==== TEXT SHOWN

A funny thing happens the more you write about prospects, in that it actually becomes more difficult to remember at times which ones you have already covered with a profile. So I sat down at my computer on Thursday night, completely unsure of who to cover from the lower levels of the minors. In between dealing with a vomiting baby (moving fast, it turns out, is not good for small children with ear infections), I had determined to write up Cubs' SS prospect Javier Baez, fresh off his four homer night on Monday. So I started my usual research, which includes a quick glance through our archives looking to see which posts he had been mentioned in previously. That was when this was found, and after re-reading the post Craig gave us last year, felt I didn't have a ton to add onto what he had written. /deletes first draft, starts over/
Let's take a look at the current minor league home run leader instead, Joey Gallo of the Texas Rangers. Gallo was considered to be the 12th best high school draft prospect by Baseball America in their 2012 Prospect Handbook, and by the morning of the draft BA had him going at the #22 pick to the Toronto Blue Jays. Gallo was widely considered to be the top prospect in terms of power potential in the draft, but that came with concerns about his ability to achieve that potential due to his proclivity to strike out and generally not make contact. That didn't stop the Rangers, who were happy to have Gallo still available in the supplemental first round at pick #39. The team signed him quickly to a bonus of $2.25 million, and sent him to their rookie league affiliate in Arizona.
In his time in Arizona, Gallo set the single season record for home runs in the Arizona Rookie League, clubbing 18 in 43 games, while hitting .293/.435/.733 in a very offense friendly environment. The team promoted him to their Northwest League affiliate for the last few weeks of the year, where he hit four more home runs in 16 games, but also hit just .214 and struck out in nearly 50% of his at bats.
The Rangers sent him (along with a lot of other really good prospects) to Hickory, their full season Low-A affiliate, where he continues to hit homers at a ridiculous rate. He is up to 21 on the season, but is continuing to show contact issues, striking out 102 times in 241 at bats so far and hitting .245/.337/.585 on the season. He has been better of late, hitting .381/.409/1.000 with 7 home runs over his last 10 games.
The power is always going to be Gallo's calling card, and he is one of the few players in organized baseball to have 80 grade power. The question about what Gallo's value is will turn on whether he can reduce the strikeouts even a little bit. He's currently striking out at a 37.5% rate, which is the 5th highest rate in all of the minors right now. There have been questions about whether he will be able to stay at 3B given his size, but his arm will definitely play over there, and the Rangers can give him as much time as possible at the position before a move to 1B or a corner outfield spot might be necessary. We ranked Gallo as our #9 prospect at 3B in the offseason, and I'd probably be inclined to leave him in that range until we can see even a little bit of improvement on the contact issues. He is absolutely worth an own in nearly all dynasty formats involving minor leaguers, as he could be a 40 home run bat in the Majors even with the contact struggles. It would be easy to say that he could turn into someone with a valuation similar to Mark Reynolds or Adam Dunn (low average, high power) given how his performance looks so far, but neither player struck out THIS much in the lower minors.
Gallo seems likely to stay at Low-A for most of the season in my opinion, as he is crushing home runs at a ridiculous rate but not necessarily dominating to the point where he will force a promotion. With Adrian Beltre under contract for another three seasons after this one, and Mike Olt in AAA as well, the Rangers can take their time with Gallo to allow him to develop to his potential. I could see Gallo being a level-per-year type, which would still get him to the Majors at age 23.

========
==== INFORMATION PROVIDED

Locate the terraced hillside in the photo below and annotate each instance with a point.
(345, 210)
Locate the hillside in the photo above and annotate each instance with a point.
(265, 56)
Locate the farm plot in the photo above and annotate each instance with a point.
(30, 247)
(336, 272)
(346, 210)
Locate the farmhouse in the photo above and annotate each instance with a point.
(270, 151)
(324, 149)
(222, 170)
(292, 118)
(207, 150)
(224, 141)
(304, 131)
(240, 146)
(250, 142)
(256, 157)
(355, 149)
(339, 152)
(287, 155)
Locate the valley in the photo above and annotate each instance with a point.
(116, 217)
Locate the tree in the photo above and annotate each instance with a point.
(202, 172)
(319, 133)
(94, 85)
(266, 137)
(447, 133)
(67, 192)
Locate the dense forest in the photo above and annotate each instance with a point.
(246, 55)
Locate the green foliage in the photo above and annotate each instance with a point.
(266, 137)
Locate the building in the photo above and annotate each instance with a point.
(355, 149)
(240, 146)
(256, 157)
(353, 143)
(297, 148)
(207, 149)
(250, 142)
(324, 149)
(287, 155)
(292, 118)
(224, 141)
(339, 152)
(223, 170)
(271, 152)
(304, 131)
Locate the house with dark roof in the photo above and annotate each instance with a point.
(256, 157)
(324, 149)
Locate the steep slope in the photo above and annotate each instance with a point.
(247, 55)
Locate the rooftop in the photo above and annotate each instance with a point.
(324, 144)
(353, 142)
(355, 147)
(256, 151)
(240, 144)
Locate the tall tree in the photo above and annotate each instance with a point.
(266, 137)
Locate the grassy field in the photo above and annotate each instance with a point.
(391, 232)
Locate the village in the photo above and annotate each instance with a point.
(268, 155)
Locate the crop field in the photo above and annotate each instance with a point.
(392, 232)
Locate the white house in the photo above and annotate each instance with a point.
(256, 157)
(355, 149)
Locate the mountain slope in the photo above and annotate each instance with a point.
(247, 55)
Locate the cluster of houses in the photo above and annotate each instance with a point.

========

**PROBLEM 1**
In the Joey Gallo profile, how many home runs did Gallo hit in the Arizona Rookie League, and in how many games?
**PROBLEM 2**
Quote the Joey Gallo profile word for word, everything from "In his time" down to "last 10 games.".

**TASK RESULT 1**
He hit 18 home runs in 43 games.

**TASK RESULT 2**
In his time in Arizona, Gallo set the single season record for home runs in the Arizona Rookie League, clubbing 18 in 43 games, while hitting .293/.435/.733 in a very offense friendly environment. The team promoted him to their Northwest League affiliate for the last few weeks of the year, where he hit four more home runs in 16 games, but also hit just .214 and struck out in nearly 50% of his at bats.
The Rangers sent him (along with a lot of other really good prospects) to Hickory, their full season Low-A affiliate, where he continues to hit homers at a ridiculous rate. He is up to 21 on the season, but is continuing to show contact issues, striking out 102 times in 241 at bats so far and hitting .245/.337/.585 on the season. He has been better of late, hitting .381/.409/1.000 with 7 home runs over his last 10 games.